▶ [Goal of the exercise] Please return, unchanged, the rows from the line containing "Where can you see the pedestrian" through the line containing "column 694, row 427", with both of those lines included and nothing else added.

-- START Records for this task --

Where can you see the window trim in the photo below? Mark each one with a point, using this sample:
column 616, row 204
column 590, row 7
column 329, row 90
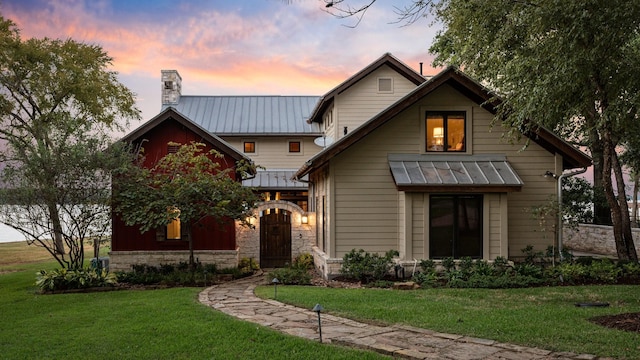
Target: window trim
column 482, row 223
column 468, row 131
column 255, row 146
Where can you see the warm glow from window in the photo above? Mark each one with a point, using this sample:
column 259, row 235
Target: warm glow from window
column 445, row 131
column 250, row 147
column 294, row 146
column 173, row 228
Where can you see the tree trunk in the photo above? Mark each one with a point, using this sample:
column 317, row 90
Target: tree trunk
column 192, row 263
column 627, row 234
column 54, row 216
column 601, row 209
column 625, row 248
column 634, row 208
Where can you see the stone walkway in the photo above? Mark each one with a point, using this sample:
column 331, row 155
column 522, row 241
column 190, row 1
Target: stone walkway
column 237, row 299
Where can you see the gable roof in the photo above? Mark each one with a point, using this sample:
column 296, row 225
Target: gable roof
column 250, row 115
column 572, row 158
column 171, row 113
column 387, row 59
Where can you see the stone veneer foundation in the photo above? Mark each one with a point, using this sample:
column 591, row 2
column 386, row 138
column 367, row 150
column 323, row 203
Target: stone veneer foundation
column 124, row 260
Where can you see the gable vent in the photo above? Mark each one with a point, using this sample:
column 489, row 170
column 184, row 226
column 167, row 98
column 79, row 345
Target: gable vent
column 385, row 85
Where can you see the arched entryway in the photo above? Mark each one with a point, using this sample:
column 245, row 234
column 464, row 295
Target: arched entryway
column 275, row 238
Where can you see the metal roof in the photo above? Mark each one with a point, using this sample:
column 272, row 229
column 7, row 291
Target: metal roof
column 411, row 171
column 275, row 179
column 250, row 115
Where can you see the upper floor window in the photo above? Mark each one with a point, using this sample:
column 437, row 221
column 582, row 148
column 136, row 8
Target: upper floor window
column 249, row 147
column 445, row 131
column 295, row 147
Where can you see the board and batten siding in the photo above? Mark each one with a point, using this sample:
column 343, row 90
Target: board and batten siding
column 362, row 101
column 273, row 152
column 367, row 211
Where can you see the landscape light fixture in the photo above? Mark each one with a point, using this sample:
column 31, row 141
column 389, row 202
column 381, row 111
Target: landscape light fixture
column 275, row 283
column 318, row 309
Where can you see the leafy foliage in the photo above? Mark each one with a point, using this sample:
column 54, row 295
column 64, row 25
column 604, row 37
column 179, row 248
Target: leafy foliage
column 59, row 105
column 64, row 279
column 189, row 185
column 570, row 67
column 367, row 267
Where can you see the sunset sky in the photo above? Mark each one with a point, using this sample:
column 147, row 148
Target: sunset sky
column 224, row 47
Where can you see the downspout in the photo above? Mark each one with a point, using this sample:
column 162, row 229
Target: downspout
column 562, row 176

-- END Records for this task --
-- START Records for this task --

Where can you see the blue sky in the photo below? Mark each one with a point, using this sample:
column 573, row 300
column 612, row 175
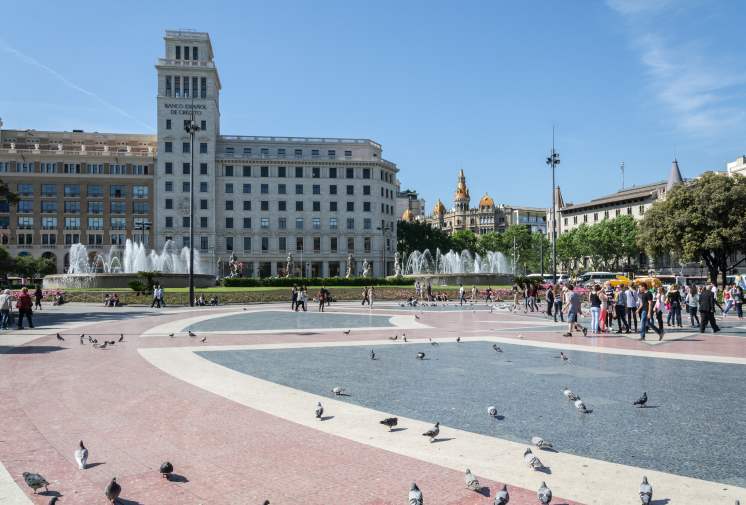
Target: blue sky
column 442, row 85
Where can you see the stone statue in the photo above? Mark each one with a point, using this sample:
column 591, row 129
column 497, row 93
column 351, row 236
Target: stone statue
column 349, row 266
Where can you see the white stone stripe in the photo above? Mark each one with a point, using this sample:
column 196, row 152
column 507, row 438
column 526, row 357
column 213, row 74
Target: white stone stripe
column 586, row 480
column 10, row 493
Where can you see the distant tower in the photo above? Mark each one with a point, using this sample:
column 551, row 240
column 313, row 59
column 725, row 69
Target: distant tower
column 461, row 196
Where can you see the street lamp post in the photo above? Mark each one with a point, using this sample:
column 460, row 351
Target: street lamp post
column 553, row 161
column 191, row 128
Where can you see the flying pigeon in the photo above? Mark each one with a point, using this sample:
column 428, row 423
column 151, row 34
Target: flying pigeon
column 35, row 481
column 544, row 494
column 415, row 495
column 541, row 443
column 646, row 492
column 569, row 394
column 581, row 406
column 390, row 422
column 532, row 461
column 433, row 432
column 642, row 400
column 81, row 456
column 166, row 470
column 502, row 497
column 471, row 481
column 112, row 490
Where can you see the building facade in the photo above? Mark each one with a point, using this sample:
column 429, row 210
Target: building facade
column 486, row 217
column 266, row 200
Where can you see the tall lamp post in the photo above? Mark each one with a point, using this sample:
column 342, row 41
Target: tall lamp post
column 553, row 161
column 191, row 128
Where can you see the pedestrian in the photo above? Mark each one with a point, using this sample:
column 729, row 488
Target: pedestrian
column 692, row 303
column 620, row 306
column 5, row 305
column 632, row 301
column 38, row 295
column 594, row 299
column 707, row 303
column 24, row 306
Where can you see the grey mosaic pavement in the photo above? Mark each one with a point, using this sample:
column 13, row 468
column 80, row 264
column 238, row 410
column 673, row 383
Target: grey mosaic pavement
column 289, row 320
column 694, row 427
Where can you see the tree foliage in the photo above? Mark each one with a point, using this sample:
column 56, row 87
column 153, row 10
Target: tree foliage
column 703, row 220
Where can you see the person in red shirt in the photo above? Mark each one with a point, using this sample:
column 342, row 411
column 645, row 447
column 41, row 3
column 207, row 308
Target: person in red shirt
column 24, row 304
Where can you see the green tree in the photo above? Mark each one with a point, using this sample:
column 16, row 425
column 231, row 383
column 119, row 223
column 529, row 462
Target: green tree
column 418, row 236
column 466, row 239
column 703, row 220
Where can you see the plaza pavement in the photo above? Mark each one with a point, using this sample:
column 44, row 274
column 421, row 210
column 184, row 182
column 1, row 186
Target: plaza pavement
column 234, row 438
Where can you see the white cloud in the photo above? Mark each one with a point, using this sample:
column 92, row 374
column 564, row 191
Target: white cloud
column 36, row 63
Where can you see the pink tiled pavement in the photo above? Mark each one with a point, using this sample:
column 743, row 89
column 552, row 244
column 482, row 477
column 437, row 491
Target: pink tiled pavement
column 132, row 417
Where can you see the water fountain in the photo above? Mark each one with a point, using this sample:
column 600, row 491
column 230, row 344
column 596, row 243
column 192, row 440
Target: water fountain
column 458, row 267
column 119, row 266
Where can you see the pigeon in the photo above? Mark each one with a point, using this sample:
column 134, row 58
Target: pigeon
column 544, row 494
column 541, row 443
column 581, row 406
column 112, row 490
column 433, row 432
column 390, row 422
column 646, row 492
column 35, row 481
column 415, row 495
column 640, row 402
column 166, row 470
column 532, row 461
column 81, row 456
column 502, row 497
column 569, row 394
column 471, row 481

-- END Records for this task --

▶ [Reply to the exercise]
Where can you see the pedestrian in the photo above? Mark each one with a point, using this sample:
column 729, row 488
Target: pedestrian
column 692, row 303
column 620, row 306
column 5, row 305
column 632, row 301
column 38, row 295
column 594, row 299
column 707, row 303
column 24, row 306
Where can you see the grey mosaic pavement in the photo above? Mark each one with a point, using this sample:
column 13, row 468
column 80, row 264
column 238, row 410
column 673, row 383
Target: grey mosaic pavement
column 289, row 320
column 694, row 427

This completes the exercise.